**Alıştırma Amacı**: Truva Antik Kenti hakkındaki sayfa metnine göre Truva harabeleri Çanakkale'ye kaç kilometre uzaklıktadır?

**Sayfa Metni**:
----

Truva Antik Kenti: Atı ve Savaşı ile Troya’nın Efsanevi Hikayesi
Kutsal topraklarda yankılanan savaş çığlıkları, geçmişin derinliklerinden gelen bir çağrıyı temsil ediyor: Truva Antik Kenti. Homeros’un destansı anlatımlarıyla hayat bulan, Truva Savaşı’nın ve efsanevi Truva Atı’nın hikayesi, zamanın ötesinden günümüze uzanan bir yolculuğa çıkarıyor bizi. Bu antik şehir, sadece tarih meraklılarını değil, aynı zamanda efsanelere tutkun ruhları da kendine çekiyor.
Çanakkale’ye 32 km uzaklıktaki Truva harabeleri, yaşadıkları ve yaşattırdıklarıyla dünyaca bilinen, Tevfikiye Köyü’ndeki Hisarlık Tepesi’nde yer alan kent, Homeros tarafından yazılan İlyada Destanı’nda konusu geçen Truva Savaşı’nın gerçekleştiği şehirdir. Öncesine ve sonrasına atıfta bulunuyor olsa dahi, savaşın 9. yılındaki 51 günlük bir dönemini anlatmaktadır İlyada Destanı.
Dünyanın en ünlü arkeoloji kenti olan Truva’nın ismi, geleneksel olarak Troia olarak kullanılsa da, 19. yüzyıldan itibaren Fransızca okunuşu olan Truva olarak anılmaya başlanmış.
Ünlü gezgin Homeros’un, İlyada Destanı‘nda Troia ve İlios olarak bahsettiği bölge, Çanakkale Boğazı’nın güneyinde bir liman kenti olarak kurulmuş, fakat Karamenderes sularının taşıdığı alüvyonlar sebebiyle yüzyıllar geçtikte denizden uzaklaşmış ve terk edilmiş.
Truva Antik Kenti Tarihi
Troia, ilk olarak arkeolog Henrich Schliemann tarafından kazılmaya başlanmış. Homeros’un İlyada Destanı’ndan referans alarak 1870 yılında Troia’yı bulmak için çıktığı yolda, hedefi aslında Priamos’un efsanevi definesini bulmak olan Schliemann, birçok eseri tahrip ederek, kentin alt kısmında olduğunu düşündüğü hedefine ulaşmaya çalışmış.
Şehrin, farklı dönemlere ait olan katmanlı yapısını bulan kişi Schliemann’ın ölümünden sonra kazıları üstlenen Wilhelm Dörpfeld olmuş. İlk bilimsel kazılar ise 1932 yılında, Cari W. Blegan başkanlığında Amerikalılar tarafından yapılmış.

----

**Verilen Bilgiler**:
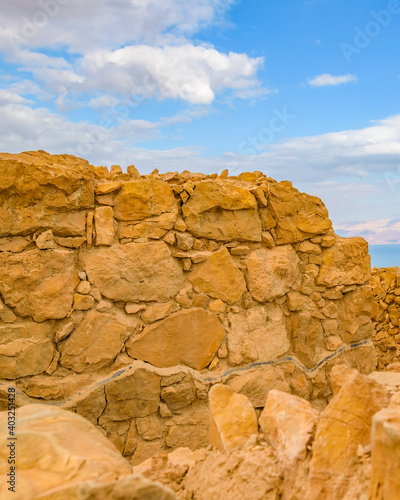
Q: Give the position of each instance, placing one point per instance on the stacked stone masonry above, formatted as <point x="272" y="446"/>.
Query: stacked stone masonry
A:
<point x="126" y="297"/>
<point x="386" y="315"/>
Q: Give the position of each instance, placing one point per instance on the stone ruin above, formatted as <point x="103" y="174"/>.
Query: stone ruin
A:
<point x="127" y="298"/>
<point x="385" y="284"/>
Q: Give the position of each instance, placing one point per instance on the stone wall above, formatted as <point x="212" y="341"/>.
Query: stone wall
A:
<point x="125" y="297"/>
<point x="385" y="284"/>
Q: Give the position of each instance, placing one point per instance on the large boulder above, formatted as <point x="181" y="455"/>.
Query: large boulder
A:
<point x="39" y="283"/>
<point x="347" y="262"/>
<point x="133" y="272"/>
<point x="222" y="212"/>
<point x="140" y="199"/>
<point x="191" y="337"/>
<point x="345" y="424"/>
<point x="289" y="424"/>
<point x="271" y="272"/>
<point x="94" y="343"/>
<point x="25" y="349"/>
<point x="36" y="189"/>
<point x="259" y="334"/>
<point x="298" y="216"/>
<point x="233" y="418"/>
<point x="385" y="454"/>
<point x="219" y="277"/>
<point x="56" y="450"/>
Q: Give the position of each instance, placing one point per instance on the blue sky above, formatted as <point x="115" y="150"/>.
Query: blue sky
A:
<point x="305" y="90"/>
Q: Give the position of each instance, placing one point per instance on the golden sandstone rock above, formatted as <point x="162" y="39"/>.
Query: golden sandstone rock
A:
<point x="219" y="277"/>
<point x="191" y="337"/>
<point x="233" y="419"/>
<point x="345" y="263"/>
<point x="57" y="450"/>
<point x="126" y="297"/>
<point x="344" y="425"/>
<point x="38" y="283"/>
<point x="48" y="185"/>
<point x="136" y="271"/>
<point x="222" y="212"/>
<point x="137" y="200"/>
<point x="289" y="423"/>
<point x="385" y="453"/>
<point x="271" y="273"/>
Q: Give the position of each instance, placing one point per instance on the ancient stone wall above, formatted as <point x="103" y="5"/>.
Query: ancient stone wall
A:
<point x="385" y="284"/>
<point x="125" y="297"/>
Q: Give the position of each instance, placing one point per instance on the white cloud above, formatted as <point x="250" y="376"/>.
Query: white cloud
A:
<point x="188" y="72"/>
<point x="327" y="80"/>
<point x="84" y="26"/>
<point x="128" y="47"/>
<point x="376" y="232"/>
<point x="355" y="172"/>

----

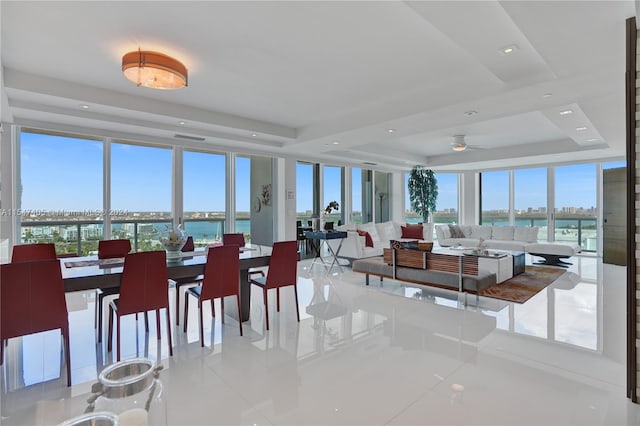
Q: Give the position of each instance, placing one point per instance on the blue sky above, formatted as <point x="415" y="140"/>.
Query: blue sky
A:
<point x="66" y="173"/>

----

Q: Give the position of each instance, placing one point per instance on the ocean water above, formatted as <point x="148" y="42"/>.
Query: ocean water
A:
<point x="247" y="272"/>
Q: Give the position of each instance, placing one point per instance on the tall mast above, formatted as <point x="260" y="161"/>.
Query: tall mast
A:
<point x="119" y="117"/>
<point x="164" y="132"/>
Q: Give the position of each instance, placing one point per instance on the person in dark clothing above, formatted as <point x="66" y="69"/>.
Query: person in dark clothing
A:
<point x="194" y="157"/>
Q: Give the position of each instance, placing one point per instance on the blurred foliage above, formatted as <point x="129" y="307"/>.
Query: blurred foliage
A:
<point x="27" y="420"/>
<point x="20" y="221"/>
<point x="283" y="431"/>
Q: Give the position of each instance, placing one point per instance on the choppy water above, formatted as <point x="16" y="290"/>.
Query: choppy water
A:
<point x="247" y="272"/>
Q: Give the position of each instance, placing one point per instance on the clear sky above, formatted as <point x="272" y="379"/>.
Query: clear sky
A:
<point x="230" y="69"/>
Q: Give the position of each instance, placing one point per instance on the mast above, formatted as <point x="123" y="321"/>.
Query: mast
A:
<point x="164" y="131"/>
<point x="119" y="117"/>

----

**Görev Cevabı**: 32 km.